• [WRITTEN PROBLEM]: Output the entries below as a JSON list of strings, one string per line with blank lines left out. Cover everything from the first line down to and including the line containing "0, 412, 1110, 625".

[Dataset rows]
───

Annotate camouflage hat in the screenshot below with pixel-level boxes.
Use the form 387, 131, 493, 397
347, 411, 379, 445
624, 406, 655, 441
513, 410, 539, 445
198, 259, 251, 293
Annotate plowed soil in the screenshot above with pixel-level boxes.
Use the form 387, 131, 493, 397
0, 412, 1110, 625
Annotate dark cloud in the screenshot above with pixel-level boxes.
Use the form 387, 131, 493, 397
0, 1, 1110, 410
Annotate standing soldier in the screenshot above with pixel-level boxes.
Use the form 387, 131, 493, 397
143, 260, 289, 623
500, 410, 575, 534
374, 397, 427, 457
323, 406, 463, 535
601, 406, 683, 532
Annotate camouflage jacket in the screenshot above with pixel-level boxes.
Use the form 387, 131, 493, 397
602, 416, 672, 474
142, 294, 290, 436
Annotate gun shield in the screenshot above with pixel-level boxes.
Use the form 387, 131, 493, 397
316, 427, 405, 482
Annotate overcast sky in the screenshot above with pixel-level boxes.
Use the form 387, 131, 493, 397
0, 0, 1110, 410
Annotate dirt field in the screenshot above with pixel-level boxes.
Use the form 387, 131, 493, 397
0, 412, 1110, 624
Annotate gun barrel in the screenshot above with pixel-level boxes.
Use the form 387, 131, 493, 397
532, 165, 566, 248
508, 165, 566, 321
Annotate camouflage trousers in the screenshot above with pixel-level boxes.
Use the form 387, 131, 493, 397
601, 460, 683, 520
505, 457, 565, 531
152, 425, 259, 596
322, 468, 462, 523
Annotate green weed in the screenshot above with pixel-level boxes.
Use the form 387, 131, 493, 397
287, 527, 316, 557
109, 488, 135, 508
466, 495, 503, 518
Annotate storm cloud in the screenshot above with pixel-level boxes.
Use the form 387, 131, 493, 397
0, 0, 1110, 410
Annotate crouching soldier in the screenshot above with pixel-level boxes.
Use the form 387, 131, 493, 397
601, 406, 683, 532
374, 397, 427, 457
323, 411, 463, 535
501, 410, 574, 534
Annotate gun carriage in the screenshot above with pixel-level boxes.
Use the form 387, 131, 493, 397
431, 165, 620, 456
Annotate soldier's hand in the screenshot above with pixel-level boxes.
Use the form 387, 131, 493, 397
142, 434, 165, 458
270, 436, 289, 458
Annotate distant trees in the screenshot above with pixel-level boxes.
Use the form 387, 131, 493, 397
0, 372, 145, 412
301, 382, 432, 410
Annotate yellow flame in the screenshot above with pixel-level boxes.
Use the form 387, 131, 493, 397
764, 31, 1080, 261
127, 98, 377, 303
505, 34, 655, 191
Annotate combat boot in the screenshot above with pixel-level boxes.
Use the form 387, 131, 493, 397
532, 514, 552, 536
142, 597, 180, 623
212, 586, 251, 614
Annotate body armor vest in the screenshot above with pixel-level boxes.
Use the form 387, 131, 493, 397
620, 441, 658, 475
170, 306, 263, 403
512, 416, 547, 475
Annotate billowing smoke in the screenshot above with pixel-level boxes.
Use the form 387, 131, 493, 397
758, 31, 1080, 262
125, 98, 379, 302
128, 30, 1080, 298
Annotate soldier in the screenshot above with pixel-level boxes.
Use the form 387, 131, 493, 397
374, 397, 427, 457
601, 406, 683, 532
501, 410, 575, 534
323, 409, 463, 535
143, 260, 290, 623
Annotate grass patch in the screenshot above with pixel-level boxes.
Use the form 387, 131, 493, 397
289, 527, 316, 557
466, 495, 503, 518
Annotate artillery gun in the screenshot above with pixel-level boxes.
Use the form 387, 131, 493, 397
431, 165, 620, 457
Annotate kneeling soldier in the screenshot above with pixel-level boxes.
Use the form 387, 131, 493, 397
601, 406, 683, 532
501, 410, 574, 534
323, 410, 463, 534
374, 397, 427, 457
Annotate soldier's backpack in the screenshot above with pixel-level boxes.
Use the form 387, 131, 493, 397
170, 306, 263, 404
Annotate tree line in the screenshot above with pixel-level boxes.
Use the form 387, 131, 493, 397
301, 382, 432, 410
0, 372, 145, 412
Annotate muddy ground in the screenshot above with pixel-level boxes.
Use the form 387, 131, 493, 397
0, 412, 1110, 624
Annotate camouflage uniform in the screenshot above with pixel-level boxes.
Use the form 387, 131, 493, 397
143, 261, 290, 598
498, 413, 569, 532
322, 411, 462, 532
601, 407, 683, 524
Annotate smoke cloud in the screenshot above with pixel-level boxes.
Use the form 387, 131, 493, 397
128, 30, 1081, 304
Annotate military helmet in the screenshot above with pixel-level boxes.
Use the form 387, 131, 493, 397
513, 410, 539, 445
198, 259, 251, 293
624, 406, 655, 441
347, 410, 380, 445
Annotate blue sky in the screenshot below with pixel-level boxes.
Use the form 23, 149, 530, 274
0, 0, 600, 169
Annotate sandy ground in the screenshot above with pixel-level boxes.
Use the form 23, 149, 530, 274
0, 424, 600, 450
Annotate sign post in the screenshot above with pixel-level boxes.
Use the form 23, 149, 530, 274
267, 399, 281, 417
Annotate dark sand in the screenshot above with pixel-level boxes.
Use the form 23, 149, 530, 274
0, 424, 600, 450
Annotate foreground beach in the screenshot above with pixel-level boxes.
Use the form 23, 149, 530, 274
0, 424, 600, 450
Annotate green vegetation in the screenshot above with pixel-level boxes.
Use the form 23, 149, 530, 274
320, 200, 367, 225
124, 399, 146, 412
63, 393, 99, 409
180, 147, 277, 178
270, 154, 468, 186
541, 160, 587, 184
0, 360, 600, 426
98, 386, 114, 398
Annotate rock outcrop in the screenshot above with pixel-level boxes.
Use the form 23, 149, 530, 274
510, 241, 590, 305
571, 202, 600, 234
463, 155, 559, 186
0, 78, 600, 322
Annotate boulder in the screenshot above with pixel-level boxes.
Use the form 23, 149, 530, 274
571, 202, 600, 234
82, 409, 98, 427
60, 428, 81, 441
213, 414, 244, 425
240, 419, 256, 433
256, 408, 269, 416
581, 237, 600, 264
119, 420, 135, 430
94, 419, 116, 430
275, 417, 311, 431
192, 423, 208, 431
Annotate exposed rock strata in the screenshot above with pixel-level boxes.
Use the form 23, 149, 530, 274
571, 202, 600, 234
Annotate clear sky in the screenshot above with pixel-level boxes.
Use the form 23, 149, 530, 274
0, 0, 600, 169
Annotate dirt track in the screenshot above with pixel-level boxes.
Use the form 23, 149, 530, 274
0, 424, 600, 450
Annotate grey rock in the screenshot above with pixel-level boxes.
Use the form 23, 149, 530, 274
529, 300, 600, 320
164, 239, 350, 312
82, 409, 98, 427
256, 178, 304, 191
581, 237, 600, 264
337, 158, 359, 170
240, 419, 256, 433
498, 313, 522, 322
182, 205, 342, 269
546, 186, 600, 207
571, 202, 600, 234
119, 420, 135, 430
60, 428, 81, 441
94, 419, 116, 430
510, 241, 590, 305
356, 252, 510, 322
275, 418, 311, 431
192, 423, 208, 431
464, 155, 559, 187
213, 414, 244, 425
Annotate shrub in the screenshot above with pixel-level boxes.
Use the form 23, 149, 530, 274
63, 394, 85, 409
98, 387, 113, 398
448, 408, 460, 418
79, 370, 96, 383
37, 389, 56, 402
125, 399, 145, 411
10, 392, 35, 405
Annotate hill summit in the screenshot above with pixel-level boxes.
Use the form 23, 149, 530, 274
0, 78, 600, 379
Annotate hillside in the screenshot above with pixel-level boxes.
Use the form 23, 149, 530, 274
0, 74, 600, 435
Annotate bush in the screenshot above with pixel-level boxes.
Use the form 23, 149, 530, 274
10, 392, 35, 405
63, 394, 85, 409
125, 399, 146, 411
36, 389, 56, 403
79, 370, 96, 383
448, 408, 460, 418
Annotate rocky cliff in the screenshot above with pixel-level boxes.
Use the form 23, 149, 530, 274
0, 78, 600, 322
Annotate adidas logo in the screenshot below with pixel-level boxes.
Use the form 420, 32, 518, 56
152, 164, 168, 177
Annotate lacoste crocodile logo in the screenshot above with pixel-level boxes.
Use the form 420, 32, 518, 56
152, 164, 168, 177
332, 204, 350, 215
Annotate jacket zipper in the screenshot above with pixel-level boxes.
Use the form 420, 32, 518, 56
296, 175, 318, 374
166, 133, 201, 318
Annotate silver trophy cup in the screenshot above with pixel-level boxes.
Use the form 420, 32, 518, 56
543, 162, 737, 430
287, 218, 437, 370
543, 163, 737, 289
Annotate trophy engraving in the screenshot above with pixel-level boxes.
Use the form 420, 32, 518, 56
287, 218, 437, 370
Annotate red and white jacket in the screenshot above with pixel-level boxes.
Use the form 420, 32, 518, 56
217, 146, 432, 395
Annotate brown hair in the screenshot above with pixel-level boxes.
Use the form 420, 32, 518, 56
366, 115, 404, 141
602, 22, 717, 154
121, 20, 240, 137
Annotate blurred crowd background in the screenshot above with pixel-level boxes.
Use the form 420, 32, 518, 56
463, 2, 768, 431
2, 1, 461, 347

───

• [RESULT BELOW]:
[
  "Annotate camouflage hat in the screenshot below with pixel-level boxes.",
  "Use the form 387, 131, 493, 397",
  "347, 411, 379, 445",
  "624, 406, 655, 441",
  "513, 410, 539, 445",
  "198, 259, 251, 293",
  "Annotate plowed soil in the screenshot above with pixel-level boxes.",
  "Use the form 387, 131, 493, 397",
  "0, 412, 1110, 625"
]